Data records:
--- START ---

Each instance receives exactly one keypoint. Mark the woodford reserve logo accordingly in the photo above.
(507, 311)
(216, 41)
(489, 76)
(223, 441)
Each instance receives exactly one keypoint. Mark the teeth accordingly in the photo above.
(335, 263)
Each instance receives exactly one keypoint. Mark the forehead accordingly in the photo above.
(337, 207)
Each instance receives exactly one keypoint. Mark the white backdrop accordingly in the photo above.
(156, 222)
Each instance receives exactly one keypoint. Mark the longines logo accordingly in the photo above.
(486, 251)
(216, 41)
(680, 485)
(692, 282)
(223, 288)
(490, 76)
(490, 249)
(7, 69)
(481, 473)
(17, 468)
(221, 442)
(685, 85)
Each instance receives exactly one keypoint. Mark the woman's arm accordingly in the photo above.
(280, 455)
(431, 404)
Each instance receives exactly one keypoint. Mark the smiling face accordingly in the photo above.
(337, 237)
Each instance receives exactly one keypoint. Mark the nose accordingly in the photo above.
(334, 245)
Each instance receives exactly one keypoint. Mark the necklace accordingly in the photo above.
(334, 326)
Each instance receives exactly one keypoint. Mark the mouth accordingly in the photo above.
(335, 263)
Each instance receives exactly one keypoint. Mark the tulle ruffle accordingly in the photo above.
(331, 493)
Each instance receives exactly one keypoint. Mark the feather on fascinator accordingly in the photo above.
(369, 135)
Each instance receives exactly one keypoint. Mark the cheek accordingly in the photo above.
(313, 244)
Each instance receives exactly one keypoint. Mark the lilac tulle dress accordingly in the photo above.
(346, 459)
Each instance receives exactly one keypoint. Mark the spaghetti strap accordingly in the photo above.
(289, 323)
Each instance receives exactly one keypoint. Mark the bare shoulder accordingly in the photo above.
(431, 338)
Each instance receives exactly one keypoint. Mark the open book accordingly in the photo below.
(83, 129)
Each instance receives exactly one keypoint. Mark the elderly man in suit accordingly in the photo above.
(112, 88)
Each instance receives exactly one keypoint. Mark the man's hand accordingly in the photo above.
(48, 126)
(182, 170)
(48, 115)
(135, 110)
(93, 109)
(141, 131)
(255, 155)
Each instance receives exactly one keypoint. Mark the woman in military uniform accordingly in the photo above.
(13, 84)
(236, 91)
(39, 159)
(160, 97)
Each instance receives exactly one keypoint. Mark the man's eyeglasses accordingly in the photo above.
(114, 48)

--- END ---

▶ **REQUIRED ACTION**: Reproduce every record exactly, line by line.

▶ **SOLUTION FOR THIS PROBLEM**:
Each instance receives exactly one keypoint. Mark the woodford reserve logo accordingly in the photo above.
(507, 311)
(216, 41)
(489, 76)
(223, 441)
Each instance receives exactly one keypoint. Mark the teeth accordingly in the photo above.
(335, 263)
Each instance receives exactly one keypoint. Mark the forehead accordingly in the photo above.
(337, 207)
Each instance receives exactly one keypoint. Mark the white backdrop accordingly in the photo above.
(156, 222)
Each instance receives exactly one keypoint. Mark the longines logo accordingly in the photo above.
(486, 251)
(216, 41)
(680, 485)
(692, 282)
(223, 288)
(490, 76)
(490, 249)
(7, 69)
(481, 473)
(17, 468)
(221, 442)
(685, 85)
Each instance receives exactly one keypoint. Mark the woman's arm accordingly in the photo above.
(280, 455)
(431, 404)
Each instance receives exactly one keypoint. Mark the smiling face accordingly in the photo above.
(337, 237)
Each instance receives exactly one keypoint. Mark the nose accordingly in the photo above.
(334, 245)
Each instance receives exactly one keypoint. Mark the necklace accordingly in the photo above.
(334, 326)
Each instance receives exactly one keypoint. Mark the mouth accordingly in the photo above.
(335, 263)
Each instance receives exactly one keypoint. Mark the tulle ruffle accordingly in the photo above.
(331, 493)
Each instance receives exactly one keypoint. Mark the feather on fascinator accordingly in the photo above.
(369, 135)
Each instance receives exactly one keypoint. Mark the cheek accordingly in the photo above.
(313, 244)
Each instance receives exactly one keypoint. Mark the lilac tulle dress accordingly in the photo above.
(346, 459)
Each instance receives exactly one keypoint. Mark the spaghetti strap accordingly in the photo above.
(289, 323)
Each instance receives exactly one keypoint. Mark the bare shoulder accordingly in the photo above.
(431, 338)
Each instance receives exactly one keypoint. Mark the open book accordingly in the photo below.
(83, 129)
Each instance receives exactly one keypoint. Mark the elderly man in suit accordingly in the photo above.
(112, 88)
Each instance receives exactly one keypoint. Mark the man's hand accordingly in the photo above.
(48, 126)
(182, 170)
(48, 115)
(135, 110)
(93, 109)
(141, 131)
(255, 155)
Each instance receives exactly one keypoint. Mark the woman in military uniform accordingly in the photo above.
(13, 84)
(236, 91)
(39, 159)
(160, 97)
Each instance receives exactly one keypoint. Mark the man's eyeglasses accordingly in the photo above.
(114, 48)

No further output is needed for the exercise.